The material below holds a span beginning at the line with "find | white shirt sleeve" and ending at the line with "find | office chair". Quote that span exactly, both ends included, and only that span.

EXERCISE MATERIAL >>
##########
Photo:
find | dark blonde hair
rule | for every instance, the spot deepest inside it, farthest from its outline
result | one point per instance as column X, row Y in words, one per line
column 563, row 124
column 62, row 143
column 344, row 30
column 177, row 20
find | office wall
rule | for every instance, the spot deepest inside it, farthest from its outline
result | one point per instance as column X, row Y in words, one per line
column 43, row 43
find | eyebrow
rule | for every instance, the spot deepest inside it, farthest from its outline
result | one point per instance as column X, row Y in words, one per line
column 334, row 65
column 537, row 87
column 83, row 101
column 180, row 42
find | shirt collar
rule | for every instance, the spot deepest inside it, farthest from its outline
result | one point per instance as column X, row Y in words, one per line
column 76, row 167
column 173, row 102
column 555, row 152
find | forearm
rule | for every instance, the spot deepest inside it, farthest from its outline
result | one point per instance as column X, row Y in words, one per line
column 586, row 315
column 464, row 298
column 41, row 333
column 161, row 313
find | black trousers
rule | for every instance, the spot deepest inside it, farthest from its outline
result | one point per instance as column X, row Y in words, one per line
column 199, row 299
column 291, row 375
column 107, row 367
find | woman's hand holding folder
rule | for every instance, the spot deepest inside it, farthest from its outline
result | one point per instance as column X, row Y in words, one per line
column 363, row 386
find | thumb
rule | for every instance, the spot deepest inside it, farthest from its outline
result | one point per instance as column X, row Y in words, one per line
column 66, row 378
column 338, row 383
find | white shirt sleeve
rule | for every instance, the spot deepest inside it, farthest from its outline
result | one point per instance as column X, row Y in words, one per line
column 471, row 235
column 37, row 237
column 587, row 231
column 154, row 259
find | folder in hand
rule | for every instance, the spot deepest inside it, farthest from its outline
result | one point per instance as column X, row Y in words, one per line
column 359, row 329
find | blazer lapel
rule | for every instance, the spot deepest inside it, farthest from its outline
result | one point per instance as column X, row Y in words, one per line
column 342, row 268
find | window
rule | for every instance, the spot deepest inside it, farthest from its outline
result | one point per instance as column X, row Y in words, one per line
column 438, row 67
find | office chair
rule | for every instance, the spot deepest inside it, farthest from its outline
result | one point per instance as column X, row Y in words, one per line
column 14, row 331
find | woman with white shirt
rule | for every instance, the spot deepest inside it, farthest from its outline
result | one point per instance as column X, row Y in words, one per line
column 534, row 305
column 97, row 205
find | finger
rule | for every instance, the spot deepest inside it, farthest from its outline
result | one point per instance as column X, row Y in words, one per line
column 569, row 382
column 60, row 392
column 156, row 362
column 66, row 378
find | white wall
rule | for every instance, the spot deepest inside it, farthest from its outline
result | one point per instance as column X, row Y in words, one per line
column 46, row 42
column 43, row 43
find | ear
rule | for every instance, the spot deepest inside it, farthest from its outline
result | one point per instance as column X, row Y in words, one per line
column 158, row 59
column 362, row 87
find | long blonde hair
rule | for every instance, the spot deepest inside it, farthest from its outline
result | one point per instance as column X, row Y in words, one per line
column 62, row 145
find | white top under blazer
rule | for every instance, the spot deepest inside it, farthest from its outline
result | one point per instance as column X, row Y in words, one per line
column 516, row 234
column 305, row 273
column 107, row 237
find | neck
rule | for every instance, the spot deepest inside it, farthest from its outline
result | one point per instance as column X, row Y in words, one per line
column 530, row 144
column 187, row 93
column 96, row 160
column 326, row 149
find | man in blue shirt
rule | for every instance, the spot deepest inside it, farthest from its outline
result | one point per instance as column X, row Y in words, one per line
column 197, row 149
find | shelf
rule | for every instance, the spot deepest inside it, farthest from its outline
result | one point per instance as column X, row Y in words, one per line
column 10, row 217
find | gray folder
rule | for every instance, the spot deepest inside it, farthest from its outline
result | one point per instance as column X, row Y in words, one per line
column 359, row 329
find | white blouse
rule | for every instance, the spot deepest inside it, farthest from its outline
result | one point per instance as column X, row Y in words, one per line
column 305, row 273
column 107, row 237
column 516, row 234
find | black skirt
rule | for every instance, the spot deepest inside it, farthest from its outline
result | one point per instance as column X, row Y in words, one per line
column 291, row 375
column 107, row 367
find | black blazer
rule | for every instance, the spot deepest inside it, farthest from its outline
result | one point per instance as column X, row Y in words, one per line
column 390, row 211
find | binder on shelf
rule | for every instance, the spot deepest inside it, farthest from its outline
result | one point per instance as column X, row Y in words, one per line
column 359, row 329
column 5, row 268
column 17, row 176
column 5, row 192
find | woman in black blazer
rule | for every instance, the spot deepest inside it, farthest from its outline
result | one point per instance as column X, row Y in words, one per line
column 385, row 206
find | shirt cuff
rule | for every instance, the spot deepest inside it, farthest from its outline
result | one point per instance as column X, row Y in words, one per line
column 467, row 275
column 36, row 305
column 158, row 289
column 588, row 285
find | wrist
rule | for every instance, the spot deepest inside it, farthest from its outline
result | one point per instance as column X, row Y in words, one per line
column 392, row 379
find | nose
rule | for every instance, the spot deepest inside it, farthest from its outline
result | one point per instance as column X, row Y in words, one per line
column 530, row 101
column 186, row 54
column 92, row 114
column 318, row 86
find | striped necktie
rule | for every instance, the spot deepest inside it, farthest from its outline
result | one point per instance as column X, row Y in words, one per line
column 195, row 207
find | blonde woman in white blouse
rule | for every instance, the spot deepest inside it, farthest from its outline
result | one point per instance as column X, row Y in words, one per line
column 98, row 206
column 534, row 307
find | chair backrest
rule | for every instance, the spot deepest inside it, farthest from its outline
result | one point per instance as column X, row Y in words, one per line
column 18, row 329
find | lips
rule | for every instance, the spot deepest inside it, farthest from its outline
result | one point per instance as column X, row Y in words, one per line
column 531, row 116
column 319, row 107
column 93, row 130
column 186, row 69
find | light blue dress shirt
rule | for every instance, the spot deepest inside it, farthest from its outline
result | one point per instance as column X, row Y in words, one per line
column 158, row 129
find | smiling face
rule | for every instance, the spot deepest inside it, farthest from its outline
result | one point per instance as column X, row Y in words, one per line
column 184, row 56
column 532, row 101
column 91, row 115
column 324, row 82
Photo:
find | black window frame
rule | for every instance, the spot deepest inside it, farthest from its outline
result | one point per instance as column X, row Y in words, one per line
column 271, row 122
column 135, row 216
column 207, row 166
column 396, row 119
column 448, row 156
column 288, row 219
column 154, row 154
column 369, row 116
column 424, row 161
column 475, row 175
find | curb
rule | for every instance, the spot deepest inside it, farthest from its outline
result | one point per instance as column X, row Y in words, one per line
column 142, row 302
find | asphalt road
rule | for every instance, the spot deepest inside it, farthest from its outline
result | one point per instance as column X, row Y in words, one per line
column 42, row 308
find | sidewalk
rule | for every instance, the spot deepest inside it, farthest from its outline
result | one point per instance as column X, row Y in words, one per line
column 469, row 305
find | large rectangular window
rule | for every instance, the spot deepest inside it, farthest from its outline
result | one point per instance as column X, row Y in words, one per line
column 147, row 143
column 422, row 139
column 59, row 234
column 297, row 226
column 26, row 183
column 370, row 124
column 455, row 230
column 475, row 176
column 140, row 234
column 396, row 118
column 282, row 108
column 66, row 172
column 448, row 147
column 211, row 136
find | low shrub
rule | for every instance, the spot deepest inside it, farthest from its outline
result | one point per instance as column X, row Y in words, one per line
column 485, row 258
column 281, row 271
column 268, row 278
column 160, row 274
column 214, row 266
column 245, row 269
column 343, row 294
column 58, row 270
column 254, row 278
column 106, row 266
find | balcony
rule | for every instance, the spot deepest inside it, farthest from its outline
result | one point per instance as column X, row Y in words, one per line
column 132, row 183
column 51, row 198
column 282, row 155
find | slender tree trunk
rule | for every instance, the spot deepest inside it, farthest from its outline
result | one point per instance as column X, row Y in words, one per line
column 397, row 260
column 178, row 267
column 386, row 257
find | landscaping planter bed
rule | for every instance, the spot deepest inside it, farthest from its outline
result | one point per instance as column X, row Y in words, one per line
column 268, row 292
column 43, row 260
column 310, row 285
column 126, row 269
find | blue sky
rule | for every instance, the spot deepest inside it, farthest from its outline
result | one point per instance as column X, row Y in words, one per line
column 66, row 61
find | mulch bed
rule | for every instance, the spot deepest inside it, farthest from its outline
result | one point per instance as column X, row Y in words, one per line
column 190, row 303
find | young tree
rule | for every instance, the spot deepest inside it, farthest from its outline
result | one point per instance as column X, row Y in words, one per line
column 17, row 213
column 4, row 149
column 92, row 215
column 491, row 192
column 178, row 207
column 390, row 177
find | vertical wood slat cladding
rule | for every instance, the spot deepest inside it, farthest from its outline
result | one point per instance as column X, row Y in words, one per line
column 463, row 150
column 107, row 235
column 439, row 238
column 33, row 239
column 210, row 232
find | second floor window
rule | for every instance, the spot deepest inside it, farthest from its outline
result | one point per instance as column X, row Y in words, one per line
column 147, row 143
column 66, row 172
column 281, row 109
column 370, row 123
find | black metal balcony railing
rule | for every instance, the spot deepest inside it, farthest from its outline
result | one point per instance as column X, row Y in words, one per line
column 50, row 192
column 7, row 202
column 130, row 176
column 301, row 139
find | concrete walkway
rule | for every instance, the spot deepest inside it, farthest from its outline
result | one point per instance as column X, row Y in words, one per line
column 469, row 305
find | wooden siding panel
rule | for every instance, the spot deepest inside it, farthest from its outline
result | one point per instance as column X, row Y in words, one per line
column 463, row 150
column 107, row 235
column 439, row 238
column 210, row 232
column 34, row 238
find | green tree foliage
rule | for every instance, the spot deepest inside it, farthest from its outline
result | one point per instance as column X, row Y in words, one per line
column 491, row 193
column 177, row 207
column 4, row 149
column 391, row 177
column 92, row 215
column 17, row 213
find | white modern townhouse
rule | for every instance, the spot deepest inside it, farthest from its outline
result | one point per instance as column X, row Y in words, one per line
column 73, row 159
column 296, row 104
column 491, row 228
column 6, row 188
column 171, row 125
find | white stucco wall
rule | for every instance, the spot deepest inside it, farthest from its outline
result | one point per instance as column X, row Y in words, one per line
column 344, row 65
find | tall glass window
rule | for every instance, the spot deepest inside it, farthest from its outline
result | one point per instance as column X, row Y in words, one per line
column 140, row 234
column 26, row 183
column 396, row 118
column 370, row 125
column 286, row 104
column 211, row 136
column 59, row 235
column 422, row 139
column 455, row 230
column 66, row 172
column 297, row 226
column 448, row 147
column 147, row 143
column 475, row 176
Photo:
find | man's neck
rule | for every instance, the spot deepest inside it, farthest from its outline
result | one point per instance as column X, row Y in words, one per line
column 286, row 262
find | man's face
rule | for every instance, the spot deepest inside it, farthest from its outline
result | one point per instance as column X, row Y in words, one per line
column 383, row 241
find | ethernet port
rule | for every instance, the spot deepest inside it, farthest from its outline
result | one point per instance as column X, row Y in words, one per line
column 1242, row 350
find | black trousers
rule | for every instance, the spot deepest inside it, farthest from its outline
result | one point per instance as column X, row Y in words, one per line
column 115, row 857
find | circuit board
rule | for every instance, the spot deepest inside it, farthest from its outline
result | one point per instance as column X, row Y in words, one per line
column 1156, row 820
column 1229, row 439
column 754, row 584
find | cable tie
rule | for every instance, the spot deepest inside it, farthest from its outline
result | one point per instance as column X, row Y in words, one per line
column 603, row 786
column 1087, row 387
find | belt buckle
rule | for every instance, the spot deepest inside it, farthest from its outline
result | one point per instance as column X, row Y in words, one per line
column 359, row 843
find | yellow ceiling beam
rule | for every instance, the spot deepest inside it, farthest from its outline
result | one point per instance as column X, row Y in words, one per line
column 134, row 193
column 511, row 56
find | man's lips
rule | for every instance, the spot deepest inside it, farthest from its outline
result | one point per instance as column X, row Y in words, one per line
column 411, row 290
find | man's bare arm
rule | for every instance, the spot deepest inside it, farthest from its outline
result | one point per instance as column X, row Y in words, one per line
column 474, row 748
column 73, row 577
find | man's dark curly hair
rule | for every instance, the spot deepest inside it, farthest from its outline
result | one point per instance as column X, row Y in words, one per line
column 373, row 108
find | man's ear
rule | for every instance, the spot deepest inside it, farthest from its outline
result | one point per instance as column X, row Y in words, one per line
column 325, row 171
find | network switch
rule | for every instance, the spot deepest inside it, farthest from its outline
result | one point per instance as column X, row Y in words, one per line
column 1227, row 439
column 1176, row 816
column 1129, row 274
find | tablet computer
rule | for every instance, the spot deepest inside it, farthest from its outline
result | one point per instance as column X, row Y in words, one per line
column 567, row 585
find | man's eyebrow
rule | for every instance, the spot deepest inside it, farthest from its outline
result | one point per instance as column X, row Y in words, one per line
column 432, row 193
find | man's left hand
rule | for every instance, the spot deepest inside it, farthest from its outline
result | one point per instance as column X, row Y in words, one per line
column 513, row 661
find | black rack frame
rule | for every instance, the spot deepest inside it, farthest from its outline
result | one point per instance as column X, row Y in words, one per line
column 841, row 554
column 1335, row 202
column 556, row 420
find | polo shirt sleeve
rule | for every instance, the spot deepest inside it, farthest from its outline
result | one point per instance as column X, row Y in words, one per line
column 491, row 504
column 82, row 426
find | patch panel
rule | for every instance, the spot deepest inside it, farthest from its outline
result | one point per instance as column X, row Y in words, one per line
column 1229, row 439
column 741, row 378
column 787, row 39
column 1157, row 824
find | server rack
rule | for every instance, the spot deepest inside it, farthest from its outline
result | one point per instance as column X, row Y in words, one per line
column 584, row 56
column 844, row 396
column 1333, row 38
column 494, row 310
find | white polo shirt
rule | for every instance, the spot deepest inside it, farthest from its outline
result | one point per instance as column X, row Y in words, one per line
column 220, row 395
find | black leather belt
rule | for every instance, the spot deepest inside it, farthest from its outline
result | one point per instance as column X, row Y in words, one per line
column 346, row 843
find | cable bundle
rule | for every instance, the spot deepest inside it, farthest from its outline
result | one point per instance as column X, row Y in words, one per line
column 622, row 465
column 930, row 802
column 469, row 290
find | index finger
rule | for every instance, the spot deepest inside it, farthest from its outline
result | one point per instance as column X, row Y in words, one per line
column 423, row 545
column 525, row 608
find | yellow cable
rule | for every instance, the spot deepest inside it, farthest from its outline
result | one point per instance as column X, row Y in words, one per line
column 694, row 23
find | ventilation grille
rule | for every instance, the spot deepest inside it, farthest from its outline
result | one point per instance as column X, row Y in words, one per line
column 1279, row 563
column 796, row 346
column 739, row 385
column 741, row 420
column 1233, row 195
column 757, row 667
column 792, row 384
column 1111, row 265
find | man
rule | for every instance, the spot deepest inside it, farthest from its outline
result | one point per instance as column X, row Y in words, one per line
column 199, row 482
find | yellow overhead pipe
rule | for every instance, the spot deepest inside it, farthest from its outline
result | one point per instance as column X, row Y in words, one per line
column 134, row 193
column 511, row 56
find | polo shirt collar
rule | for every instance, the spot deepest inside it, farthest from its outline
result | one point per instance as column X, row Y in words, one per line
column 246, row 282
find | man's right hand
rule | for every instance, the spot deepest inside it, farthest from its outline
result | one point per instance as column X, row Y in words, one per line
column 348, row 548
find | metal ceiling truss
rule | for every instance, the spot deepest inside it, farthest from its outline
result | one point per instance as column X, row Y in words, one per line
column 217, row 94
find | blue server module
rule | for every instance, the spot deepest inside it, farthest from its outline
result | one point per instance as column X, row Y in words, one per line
##########
WRITTEN RESPONSE >>
find | white shirt sleeve
rule | for every instance, the spot deepest inside it, farthest from its outline
result | one point per instance as column X, row Y in words, one per line
column 471, row 235
column 37, row 237
column 587, row 231
column 154, row 259
find | folder in hand
rule | for every instance, the spot deepest inside it, farthest from its outline
result | one point per instance as column X, row Y in words, one per line
column 359, row 329
find | blazer lapel
rule | for every instance, the spot deepest inside it, farthest from its outline
result | one point per instance as column X, row Y in words, one per line
column 342, row 268
find | window
rule | for every instance, the spot deepest inside it, farthest from its outline
result | one point per instance as column X, row Y in words, one per line
column 438, row 67
find | office chair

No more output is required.